Set task:
Count the lines in the records that contain the word "Show", treating uppercase and lowercase as different. Reply with the number alone.

(Part of a data file)

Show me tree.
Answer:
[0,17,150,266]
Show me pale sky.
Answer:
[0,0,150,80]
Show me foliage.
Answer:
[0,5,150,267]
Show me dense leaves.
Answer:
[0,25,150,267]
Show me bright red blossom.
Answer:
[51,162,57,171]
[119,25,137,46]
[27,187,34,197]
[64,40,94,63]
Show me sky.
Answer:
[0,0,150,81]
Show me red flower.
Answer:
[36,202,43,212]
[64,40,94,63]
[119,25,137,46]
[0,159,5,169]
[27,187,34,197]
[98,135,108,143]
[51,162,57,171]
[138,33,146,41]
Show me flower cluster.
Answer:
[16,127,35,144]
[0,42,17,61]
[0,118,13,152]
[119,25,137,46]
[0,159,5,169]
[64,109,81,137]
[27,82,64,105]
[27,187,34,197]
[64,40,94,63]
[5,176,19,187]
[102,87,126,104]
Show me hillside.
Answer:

Result:
9